## DOCUMENT

Week 10: Cloud Based Analytics Flashcards
(40 cards)
What are column stores, and what are some examples of them?
Column stores (a.k.a. column‑oriented systems) store each attribute’s values together in columns rather than whole rows, dramatically reducing I/O for analytical queries.
Examples:
MonetDB
VectorWise (now Actian Vector)
C‑Store (now Vertica)
Sybase IQ
What are some hardware optimizations for columnar storage?
Cache & SIMD
- Column reads bring in contiguous values, boosting CPU cache utilization.
- Vector (SIMD) instructions process many values in one CPU operation.
Compression
- Storing same‑type data together lowers entropy, yielding higher compression ratios.
- Engines can pick per‑column algorithms and automatically compress/decompress.
How do updates work in Columnar Stores?
Updating a single logical row requires touching every column file, so point updates are slow.
Many systems adopt an append‑only or immutable‑blocks approach (e.g., Google Dremel, Redshift).
Redshift: 1 MB blocks are immutable; on update it “clones‑on‑write” a block, so small and large writes incur similar cost.
Explain the Column Store File Format.

## SHORT PROBLEM 1
According to the column store flashcards, why are point updates slow in a columnar store?
## SHORT PROBLEM 2
Edit the listing below from the line containing "emblem on truck door — where?" through the end of the listing, replacing "emblem" with "badge" and leaving everything else unchanged. Give only those lines.

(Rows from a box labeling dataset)
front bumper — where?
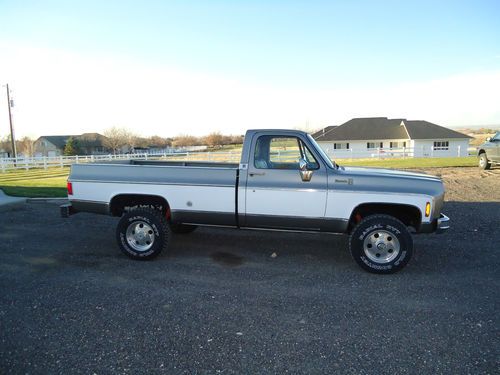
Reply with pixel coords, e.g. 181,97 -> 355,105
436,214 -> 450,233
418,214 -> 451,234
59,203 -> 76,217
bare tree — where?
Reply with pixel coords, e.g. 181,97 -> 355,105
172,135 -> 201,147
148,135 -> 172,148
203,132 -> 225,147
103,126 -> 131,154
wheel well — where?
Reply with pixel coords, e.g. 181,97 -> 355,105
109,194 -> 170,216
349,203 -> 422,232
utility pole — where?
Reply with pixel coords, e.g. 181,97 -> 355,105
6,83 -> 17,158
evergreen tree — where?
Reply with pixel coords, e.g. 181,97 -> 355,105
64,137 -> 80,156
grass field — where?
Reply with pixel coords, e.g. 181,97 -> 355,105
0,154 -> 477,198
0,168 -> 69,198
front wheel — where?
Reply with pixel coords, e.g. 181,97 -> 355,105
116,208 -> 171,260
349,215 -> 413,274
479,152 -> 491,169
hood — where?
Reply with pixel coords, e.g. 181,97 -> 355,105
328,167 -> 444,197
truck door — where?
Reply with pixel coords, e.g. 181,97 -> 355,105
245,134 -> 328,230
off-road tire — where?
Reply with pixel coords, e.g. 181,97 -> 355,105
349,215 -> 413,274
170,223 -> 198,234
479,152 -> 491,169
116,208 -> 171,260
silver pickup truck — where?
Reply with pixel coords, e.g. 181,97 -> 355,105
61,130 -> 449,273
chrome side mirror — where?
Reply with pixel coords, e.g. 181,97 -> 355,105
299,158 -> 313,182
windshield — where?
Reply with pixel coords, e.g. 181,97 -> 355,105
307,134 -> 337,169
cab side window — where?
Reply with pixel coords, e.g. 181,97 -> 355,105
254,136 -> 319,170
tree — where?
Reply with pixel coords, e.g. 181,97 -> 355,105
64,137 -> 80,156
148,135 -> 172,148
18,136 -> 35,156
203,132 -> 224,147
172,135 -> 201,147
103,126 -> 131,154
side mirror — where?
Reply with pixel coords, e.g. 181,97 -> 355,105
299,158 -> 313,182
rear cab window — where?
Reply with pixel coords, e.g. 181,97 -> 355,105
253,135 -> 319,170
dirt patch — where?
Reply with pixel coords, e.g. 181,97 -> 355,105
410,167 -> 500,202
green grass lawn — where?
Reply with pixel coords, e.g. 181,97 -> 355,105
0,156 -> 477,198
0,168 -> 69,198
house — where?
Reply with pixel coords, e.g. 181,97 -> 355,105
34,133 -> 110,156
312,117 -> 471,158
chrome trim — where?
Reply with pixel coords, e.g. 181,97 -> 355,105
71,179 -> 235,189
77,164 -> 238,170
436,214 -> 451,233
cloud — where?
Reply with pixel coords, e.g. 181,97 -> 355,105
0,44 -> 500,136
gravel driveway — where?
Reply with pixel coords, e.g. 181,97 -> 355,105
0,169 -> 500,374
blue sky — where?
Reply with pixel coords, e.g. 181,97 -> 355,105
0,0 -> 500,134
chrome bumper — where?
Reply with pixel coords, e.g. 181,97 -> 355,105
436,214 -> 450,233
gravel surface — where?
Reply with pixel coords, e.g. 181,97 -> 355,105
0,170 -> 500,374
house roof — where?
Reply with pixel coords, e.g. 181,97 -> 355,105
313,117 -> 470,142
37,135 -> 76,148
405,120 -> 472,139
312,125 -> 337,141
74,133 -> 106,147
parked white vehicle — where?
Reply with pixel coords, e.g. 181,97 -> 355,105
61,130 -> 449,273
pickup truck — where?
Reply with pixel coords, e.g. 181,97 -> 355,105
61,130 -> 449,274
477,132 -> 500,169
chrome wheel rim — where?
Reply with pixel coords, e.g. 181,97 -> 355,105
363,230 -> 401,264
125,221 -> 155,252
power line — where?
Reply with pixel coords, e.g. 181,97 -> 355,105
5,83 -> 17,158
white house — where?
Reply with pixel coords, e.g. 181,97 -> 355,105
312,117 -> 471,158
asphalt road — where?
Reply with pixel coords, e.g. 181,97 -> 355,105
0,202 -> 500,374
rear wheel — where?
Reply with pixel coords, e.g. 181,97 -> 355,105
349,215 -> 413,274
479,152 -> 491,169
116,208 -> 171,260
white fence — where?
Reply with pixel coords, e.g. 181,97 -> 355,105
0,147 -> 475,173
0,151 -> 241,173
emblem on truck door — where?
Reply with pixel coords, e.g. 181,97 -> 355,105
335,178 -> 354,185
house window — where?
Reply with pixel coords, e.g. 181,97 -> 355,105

## SOLUTION 1
Point updates are slow because updating a single logical row requires touching every column file.

## SOLUTION 2
badge on truck door — where?
Reply with pixel coords, e.g. 181,97 -> 355,105
335,178 -> 354,185
house window — where?
Reply with pixel coords, e.g. 181,97 -> 355,105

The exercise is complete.